The story appears on

Page B10

October 20, 2011

GET this page in PDF

Free for subscribers

View shopping cart

Related News

Home » Feature » iDEAL

Unraveling the Burgundy mystique

THE second week of our wine education filming takes us on the road traveling south from Burgundy to Penedes, Spain. Reflecting on our past three days in Burgundy, France, I am reminded of the old saying, "Nothing is easy in Burgundy." Trying to explain the intricacies of Burgundy to my co-star Shanghai TV personality Sunny Pan and to the rest of the film crew has been a difficult endeavor of passion.

In other words, making Burgundy simple is exceedingly difficult.

Burgundy's climate is variable and the appellation system utterly confusing. The most important red wine grape, the Pinot Noir, is among the most difficult and sensitive varieties to cultivate and store; however, when things go right, the wines of Burgundy can be some of the most complex, intriguing and fragrant wines of the world.

──────

◆ SHORT EXERCISE 1 ◆
In the records, starting at the line containing "One pin per instance of the gray" and ending at the line containing "<point>144,127</point>", swap "Target" for "Label" and change nothing else. Give back only those lines.
The Burgundy wine article and the records are separate, unrelated material.

──────

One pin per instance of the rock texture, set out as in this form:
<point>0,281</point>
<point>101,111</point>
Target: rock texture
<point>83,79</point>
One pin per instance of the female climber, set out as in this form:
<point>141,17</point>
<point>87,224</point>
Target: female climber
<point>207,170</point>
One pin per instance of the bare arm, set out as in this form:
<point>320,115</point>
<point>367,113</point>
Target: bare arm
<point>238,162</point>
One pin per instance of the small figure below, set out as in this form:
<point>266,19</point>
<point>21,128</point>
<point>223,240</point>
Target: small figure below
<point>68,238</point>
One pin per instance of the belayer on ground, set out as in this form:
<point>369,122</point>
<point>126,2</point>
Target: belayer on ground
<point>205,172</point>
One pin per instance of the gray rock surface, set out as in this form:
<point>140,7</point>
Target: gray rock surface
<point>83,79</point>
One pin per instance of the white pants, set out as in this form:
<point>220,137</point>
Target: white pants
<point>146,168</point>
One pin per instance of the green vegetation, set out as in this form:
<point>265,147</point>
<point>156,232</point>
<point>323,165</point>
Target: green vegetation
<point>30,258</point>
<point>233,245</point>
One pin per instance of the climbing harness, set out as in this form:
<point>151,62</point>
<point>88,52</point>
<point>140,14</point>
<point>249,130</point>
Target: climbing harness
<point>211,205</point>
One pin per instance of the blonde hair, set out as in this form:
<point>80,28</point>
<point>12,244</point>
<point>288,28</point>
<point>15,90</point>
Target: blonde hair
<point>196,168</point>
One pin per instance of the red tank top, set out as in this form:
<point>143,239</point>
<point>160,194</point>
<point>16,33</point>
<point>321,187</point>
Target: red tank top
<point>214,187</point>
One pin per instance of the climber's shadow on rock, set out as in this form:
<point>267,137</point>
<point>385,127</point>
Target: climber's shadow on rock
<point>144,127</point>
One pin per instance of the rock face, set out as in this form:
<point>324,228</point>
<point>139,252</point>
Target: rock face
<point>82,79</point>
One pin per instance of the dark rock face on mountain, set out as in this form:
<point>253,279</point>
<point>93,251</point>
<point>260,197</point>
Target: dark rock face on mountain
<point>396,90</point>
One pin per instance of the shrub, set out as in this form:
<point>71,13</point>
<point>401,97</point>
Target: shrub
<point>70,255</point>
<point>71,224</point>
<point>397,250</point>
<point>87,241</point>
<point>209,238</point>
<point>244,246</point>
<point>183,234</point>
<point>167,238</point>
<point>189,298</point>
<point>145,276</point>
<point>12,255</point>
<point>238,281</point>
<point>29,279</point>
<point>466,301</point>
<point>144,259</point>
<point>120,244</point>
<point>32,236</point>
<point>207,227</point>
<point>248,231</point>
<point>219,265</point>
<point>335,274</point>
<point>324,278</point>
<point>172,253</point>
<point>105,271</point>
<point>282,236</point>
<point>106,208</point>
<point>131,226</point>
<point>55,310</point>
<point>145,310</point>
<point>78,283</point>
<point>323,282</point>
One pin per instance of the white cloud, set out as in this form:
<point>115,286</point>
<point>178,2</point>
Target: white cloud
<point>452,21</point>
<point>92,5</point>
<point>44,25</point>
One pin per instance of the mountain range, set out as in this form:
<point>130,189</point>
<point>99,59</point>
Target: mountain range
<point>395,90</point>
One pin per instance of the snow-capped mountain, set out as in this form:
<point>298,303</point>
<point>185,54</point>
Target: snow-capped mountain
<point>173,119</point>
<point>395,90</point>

──────

◆ SHORT EXERCISE 2 ◆
According to the Burgundy wine article, which grape is Burgundy's most important red wine grape?

◆ FULL OUTPUT 1 ◆
One pin per instance of the gray rock surface, set out as in this form:
<point>140,7</point>
Label: gray rock surface
<point>83,79</point>
One pin per instance of the white pants, set out as in this form:
<point>220,137</point>
Label: white pants
<point>146,168</point>
One pin per instance of the green vegetation, set out as in this form:
<point>265,147</point>
<point>156,232</point>
<point>323,165</point>
Label: green vegetation
<point>30,258</point>
<point>233,245</point>
One pin per instance of the climbing harness, set out as in this form:
<point>151,62</point>
<point>88,52</point>
<point>140,14</point>
<point>249,130</point>
Label: climbing harness
<point>211,205</point>
One pin per instance of the blonde hair, set out as in this form:
<point>80,28</point>
<point>12,244</point>
<point>288,28</point>
<point>15,90</point>
Label: blonde hair
<point>196,168</point>
One pin per instance of the red tank top, set out as in this form:
<point>143,239</point>
<point>160,194</point>
<point>16,33</point>
<point>321,187</point>
Label: red tank top
<point>214,187</point>
One pin per instance of the climber's shadow on rock, set out as in this form:
<point>267,137</point>
<point>385,127</point>
Label: climber's shadow on rock
<point>144,127</point>

◆ FULL OUTPUT 2 ◆
Pinot Noir